::: SUPPLIED MATERIAL :::

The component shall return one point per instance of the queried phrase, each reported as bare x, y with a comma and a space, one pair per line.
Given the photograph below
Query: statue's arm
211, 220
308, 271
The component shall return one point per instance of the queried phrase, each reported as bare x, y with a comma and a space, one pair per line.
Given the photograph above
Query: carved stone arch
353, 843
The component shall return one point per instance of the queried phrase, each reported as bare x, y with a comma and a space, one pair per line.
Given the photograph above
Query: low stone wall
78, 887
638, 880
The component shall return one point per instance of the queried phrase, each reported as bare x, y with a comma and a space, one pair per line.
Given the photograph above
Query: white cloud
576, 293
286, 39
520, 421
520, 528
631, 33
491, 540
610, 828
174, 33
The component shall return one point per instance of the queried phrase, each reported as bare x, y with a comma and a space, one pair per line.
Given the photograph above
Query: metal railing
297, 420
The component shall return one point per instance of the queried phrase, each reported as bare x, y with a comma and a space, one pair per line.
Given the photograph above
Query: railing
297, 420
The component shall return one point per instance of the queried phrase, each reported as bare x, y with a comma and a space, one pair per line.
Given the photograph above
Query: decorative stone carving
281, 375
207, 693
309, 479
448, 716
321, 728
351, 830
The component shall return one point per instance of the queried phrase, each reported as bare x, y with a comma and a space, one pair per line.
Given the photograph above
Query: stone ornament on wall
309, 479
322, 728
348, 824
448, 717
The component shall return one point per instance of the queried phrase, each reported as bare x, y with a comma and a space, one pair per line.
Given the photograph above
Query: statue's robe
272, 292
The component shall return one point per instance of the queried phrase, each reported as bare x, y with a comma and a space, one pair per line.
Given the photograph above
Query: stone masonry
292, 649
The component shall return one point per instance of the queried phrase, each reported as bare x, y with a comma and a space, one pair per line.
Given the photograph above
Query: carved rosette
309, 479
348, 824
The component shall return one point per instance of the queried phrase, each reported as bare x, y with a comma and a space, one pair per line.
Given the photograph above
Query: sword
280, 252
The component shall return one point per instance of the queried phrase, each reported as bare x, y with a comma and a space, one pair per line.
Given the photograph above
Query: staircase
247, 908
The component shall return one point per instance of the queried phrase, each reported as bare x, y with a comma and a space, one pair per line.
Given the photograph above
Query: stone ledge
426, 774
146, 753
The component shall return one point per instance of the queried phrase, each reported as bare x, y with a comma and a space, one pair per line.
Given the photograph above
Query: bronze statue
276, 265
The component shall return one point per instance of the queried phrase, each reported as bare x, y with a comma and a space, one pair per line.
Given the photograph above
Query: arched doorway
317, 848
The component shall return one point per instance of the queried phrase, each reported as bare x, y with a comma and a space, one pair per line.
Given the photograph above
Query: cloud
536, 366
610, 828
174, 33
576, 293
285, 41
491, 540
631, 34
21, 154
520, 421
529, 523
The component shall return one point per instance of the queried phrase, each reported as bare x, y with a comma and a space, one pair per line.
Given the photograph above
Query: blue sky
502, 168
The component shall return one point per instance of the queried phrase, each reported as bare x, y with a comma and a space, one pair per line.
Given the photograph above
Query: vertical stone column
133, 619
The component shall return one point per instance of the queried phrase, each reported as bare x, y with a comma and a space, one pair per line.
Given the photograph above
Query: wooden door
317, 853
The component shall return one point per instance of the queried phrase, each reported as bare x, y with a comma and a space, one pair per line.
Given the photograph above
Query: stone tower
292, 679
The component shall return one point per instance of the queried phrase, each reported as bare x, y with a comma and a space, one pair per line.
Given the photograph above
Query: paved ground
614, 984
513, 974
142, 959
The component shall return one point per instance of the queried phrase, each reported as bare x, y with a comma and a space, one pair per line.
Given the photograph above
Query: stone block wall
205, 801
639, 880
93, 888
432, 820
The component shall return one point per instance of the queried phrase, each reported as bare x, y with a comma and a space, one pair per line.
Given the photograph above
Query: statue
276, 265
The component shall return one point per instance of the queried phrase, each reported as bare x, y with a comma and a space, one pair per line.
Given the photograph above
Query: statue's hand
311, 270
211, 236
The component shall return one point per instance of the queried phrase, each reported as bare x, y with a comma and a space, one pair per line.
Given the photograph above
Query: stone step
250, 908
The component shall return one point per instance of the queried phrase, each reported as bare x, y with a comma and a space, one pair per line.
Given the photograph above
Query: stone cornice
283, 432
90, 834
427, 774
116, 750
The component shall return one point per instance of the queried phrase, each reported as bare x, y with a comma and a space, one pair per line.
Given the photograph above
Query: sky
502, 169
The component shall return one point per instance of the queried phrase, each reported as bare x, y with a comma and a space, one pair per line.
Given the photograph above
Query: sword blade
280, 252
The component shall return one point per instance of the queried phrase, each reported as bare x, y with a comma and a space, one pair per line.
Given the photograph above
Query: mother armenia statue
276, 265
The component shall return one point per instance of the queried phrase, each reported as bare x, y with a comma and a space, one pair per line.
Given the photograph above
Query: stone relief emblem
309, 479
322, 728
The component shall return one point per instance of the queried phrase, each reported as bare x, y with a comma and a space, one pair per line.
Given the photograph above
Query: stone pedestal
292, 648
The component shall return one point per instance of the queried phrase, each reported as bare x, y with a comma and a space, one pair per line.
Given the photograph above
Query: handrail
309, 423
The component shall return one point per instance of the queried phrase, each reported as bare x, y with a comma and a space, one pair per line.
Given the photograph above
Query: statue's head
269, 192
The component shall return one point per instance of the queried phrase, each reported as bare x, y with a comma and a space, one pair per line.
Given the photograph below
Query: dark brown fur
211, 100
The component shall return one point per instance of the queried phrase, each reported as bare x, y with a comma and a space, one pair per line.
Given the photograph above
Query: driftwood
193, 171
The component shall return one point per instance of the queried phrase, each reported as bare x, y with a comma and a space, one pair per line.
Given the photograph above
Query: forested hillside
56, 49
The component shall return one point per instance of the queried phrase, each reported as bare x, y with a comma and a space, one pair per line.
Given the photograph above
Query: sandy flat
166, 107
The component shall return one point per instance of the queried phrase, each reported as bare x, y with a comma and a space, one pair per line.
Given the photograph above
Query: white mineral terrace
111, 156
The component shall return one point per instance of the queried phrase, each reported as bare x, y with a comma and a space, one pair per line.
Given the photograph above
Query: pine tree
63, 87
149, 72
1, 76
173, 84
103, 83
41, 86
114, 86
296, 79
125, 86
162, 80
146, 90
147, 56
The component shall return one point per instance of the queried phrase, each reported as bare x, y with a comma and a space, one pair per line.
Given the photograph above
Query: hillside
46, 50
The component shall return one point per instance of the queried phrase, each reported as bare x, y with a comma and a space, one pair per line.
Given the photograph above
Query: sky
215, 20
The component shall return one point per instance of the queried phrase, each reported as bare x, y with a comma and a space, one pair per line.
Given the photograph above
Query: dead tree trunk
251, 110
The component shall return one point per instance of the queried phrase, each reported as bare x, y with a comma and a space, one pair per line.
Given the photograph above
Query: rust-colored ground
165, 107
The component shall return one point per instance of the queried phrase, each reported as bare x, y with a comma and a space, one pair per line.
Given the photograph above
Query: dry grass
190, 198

:::
::: SUPPLIED MATERIAL :::

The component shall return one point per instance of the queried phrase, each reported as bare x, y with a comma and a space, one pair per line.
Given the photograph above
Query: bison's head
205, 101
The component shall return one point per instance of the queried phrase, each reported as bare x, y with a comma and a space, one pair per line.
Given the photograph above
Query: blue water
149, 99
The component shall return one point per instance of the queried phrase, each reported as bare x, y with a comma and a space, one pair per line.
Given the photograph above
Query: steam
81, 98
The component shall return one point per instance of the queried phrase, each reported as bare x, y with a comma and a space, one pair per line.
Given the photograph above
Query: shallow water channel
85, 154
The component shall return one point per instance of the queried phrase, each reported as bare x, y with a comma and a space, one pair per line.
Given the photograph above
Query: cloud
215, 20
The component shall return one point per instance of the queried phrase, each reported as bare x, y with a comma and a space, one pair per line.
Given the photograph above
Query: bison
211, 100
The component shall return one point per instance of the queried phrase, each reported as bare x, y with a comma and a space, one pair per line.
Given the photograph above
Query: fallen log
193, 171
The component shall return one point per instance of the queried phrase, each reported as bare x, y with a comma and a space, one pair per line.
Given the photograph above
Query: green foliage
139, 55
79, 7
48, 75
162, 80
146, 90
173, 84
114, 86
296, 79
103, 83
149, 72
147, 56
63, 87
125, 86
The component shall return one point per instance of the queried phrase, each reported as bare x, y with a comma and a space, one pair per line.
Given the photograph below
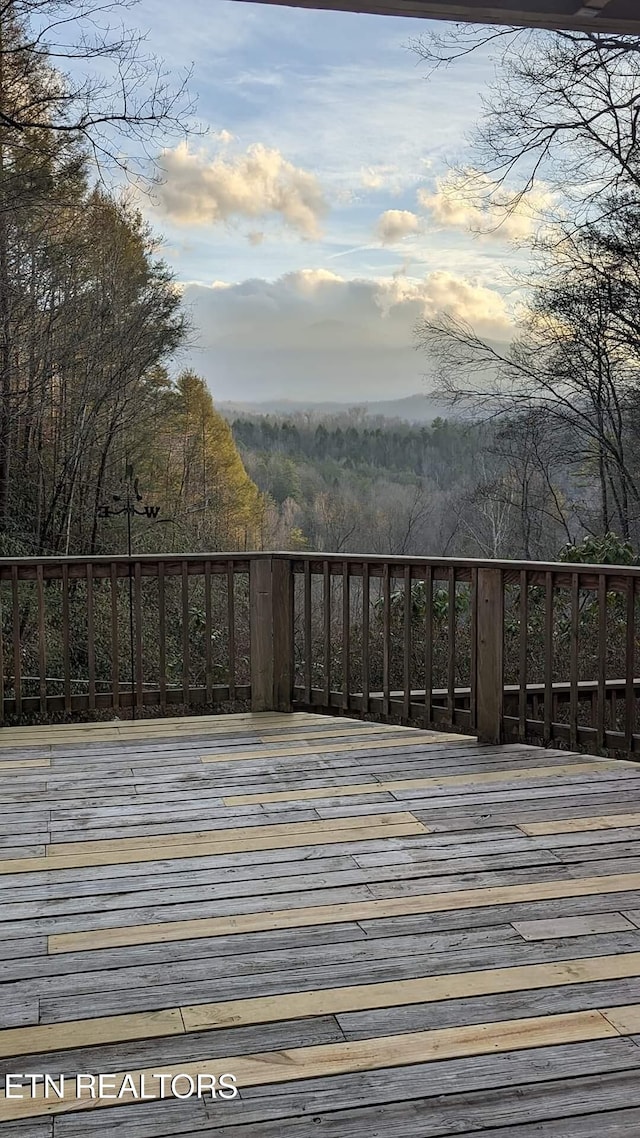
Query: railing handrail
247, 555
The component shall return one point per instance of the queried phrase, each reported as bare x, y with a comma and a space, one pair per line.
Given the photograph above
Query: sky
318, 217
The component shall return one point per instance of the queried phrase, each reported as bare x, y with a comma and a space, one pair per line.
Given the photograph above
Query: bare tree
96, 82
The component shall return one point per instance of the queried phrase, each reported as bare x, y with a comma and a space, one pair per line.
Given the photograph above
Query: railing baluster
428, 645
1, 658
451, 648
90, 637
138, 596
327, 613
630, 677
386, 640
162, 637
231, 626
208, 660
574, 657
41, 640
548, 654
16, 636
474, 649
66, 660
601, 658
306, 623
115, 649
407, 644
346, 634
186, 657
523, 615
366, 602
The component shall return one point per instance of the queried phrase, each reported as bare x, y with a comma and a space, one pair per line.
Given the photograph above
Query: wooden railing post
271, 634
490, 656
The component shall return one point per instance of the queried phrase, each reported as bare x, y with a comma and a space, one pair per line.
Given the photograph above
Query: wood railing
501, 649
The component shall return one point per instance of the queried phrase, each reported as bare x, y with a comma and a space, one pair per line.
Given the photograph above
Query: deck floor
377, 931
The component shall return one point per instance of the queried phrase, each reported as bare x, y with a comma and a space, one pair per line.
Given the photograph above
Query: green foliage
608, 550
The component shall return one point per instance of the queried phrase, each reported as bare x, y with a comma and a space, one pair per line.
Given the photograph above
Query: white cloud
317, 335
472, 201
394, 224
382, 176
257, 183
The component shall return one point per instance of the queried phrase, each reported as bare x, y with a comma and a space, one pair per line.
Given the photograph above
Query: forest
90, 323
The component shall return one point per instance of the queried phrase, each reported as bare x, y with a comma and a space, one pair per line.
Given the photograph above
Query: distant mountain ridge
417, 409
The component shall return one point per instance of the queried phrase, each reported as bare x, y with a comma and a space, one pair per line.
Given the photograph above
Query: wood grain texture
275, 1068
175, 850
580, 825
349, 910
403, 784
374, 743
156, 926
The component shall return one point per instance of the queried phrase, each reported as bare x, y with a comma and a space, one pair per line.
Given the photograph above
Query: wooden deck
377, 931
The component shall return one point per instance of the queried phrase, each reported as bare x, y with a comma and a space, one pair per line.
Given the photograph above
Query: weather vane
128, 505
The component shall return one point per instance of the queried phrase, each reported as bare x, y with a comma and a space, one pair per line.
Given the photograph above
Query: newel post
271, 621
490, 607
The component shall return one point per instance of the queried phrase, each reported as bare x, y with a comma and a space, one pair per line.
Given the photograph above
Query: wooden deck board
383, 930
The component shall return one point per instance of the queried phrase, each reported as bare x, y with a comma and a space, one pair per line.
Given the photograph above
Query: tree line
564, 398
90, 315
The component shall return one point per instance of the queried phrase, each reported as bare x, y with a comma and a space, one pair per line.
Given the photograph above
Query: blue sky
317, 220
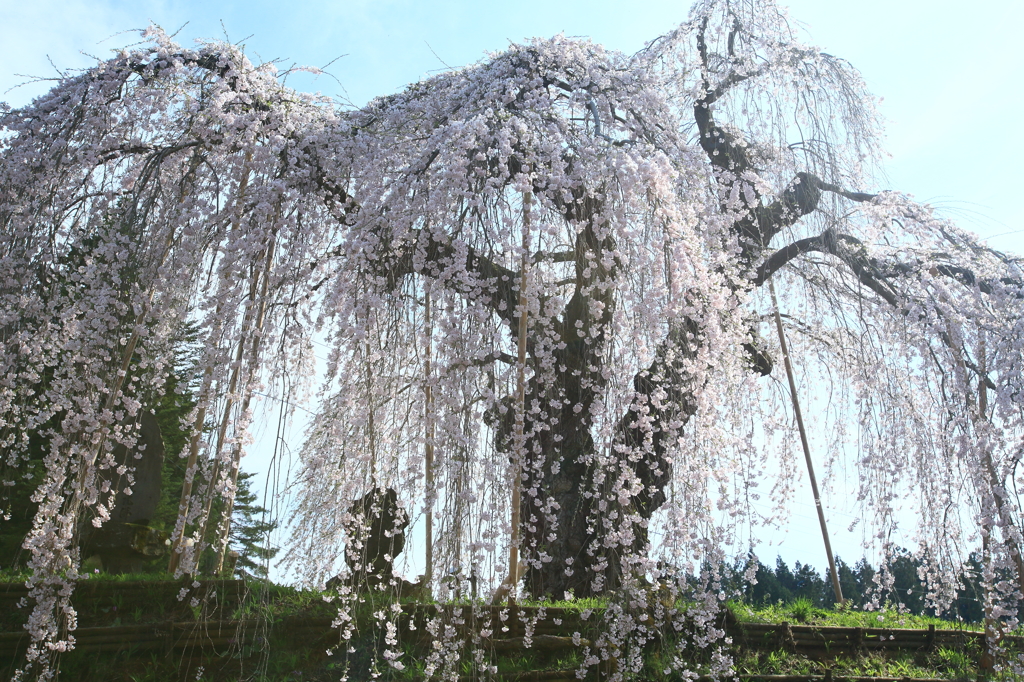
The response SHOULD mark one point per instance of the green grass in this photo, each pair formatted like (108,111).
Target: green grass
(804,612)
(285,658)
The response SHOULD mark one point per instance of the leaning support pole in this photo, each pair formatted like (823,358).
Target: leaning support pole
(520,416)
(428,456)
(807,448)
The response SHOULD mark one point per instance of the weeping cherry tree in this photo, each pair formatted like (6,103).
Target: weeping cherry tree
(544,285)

:::

# [PROBLEM DETAILS]
Give the number of lines that hold the word "SHOULD" in these records, with nothing added.

# [TASK OUTPUT]
3